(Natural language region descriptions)
==========

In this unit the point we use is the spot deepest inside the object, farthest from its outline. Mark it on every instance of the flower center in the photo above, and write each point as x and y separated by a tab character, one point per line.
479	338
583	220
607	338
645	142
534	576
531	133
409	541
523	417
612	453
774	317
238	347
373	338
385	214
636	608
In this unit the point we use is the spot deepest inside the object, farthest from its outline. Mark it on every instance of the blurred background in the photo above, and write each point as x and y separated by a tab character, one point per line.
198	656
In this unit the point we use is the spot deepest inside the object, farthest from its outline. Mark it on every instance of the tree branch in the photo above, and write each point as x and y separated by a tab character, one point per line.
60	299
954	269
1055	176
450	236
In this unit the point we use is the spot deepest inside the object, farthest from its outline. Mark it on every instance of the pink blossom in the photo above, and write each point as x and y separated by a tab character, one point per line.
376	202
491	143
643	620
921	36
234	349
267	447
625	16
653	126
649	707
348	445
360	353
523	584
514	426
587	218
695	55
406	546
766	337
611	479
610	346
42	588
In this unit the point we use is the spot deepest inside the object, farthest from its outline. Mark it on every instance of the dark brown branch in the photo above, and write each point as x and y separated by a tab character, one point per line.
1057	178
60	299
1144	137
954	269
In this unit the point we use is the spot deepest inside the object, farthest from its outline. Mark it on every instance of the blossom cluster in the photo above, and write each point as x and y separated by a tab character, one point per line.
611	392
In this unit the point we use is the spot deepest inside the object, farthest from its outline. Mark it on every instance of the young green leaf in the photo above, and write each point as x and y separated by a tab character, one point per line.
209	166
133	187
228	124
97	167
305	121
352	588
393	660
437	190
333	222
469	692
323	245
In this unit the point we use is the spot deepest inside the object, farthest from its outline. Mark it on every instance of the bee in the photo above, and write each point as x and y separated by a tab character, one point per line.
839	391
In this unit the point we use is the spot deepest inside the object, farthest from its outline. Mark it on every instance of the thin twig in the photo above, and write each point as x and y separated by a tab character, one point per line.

==========

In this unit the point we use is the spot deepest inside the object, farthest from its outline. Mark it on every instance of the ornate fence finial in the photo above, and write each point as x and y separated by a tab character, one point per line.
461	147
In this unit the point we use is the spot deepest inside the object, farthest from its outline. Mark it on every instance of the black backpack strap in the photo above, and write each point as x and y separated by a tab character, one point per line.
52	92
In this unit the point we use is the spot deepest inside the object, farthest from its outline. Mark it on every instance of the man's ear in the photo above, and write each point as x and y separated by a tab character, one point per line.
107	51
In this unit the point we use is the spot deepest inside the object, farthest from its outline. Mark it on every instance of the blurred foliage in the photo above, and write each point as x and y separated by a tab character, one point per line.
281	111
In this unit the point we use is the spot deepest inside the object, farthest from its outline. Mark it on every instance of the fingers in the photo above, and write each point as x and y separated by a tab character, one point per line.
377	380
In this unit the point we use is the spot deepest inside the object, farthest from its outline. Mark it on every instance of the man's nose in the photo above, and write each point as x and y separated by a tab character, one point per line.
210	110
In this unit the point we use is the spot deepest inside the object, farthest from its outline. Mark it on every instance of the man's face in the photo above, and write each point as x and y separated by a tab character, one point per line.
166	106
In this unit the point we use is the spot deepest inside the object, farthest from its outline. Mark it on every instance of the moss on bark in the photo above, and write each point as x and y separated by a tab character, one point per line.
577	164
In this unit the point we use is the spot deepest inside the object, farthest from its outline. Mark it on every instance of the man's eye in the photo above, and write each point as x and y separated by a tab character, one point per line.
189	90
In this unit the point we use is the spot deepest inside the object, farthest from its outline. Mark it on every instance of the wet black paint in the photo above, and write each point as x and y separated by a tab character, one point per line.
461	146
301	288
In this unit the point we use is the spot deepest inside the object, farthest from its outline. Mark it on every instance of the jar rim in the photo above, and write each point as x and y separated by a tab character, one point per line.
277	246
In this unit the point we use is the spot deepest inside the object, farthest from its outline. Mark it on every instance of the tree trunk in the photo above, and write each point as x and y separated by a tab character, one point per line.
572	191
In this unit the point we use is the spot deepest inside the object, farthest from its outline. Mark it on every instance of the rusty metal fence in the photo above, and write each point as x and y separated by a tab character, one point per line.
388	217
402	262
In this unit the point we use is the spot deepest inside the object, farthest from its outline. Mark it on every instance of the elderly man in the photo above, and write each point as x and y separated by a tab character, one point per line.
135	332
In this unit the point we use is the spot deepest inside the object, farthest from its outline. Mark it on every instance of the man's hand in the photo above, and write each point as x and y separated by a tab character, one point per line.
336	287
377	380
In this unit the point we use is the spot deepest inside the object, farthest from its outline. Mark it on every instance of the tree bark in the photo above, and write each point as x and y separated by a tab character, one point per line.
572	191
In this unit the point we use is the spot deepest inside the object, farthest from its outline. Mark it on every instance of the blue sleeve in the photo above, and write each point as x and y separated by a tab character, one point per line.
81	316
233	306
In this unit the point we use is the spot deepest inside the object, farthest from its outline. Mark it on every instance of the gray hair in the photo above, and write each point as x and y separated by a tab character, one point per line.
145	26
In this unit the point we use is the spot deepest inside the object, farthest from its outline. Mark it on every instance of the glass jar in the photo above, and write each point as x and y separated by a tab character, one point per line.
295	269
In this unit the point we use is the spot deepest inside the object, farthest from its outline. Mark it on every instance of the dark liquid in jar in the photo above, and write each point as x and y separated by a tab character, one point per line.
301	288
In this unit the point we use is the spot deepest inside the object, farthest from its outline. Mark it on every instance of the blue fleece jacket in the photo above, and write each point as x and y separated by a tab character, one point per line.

==========

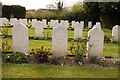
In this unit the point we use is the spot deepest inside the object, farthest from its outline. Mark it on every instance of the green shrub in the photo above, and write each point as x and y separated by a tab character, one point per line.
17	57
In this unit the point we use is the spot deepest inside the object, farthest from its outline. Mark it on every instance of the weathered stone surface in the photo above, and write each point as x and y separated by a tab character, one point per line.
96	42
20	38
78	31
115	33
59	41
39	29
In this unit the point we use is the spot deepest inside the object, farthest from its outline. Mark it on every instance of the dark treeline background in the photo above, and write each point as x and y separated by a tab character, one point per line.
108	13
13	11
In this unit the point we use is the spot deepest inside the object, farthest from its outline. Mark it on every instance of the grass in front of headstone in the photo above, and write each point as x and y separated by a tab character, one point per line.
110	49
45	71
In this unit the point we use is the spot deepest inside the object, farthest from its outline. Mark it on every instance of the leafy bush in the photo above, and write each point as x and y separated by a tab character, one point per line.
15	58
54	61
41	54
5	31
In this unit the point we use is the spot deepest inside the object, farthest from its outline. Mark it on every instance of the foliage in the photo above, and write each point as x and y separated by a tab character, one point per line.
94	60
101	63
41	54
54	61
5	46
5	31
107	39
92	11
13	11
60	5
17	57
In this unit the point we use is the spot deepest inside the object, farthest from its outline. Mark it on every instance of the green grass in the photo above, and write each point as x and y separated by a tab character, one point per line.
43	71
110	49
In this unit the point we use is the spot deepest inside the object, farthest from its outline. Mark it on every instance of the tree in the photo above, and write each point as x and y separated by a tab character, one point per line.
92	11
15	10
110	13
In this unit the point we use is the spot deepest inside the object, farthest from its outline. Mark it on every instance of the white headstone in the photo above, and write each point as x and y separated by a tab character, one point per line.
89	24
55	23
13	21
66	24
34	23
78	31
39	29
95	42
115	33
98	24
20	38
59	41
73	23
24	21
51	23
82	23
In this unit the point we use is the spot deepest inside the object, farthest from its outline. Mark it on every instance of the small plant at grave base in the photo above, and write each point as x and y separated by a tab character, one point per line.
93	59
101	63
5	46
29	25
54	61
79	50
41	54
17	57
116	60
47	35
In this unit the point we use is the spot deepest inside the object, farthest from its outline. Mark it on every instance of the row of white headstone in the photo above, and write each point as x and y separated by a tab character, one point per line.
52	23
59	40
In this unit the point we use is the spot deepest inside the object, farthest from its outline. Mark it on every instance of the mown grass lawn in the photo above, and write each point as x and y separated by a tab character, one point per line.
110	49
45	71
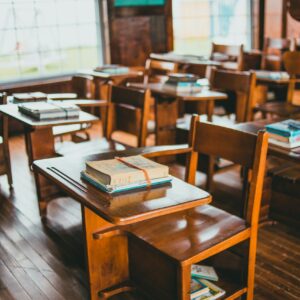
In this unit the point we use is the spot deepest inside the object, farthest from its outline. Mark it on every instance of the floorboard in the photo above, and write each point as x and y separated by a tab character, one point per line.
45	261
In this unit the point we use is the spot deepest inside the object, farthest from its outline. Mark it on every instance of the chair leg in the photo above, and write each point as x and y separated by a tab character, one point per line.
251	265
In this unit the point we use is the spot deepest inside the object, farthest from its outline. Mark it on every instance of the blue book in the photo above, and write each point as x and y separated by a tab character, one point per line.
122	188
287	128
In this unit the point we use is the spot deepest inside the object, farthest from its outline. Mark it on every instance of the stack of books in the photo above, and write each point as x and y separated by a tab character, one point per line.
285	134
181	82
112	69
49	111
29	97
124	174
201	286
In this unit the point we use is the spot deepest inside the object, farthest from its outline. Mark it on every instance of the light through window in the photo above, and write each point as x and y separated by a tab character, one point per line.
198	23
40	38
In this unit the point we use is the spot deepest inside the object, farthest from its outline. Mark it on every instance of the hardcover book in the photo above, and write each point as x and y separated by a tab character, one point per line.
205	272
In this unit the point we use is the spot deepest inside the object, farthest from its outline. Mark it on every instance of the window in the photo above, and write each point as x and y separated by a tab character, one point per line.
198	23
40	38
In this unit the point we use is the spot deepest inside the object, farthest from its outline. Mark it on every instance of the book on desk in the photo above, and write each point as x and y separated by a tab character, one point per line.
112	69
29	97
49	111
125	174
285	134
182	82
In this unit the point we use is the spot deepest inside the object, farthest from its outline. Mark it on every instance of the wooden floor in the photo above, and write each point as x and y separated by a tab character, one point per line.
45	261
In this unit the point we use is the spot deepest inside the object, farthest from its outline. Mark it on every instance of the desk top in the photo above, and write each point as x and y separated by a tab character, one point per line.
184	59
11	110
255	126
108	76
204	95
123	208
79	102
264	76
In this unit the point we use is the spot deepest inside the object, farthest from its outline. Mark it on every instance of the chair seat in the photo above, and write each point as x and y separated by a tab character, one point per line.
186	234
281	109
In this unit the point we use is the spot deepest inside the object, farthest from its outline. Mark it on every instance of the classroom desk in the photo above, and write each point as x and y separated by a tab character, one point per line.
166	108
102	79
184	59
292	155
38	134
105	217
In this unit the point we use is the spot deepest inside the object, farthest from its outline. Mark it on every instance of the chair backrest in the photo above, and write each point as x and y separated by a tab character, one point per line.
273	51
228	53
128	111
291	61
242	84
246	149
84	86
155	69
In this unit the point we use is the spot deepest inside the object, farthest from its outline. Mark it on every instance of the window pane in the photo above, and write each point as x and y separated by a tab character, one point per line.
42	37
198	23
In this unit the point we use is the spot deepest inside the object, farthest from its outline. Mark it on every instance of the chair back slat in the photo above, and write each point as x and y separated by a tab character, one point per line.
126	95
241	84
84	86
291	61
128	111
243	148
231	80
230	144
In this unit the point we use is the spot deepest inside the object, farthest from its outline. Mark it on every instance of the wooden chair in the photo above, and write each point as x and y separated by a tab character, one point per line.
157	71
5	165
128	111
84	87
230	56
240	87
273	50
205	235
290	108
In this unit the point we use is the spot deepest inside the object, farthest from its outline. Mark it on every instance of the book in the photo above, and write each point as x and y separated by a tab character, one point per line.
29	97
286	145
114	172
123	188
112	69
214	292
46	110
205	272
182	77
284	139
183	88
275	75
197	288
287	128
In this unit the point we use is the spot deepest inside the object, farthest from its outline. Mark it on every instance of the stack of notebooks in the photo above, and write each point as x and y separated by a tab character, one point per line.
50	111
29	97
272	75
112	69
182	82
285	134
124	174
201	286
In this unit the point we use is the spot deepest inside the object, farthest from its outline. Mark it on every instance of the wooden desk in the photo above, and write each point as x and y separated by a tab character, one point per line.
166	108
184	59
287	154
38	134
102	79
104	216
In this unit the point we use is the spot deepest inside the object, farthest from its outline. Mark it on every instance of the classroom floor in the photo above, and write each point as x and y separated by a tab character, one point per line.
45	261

==========

Exercise brief: Please give an exact copy of the entries above, from the line with "the dark liquid" down to the line with "the blue fleece", inclusive, and nothing else.

Answer section:
In this unit the point we use is the spot deepest inside the object, farthest from its outline. Mark it on every instance of the dark liquid in jar in the photo above, and write each point as x and y separated by a tab character, one point per line.
301	288
In this unit the point we use is the spot deepest inside the object, farthest from its outline. Mark it on every instance of the blue fleece jacket in the photo above, and write each point as x and y separated by a tab character, one point per line.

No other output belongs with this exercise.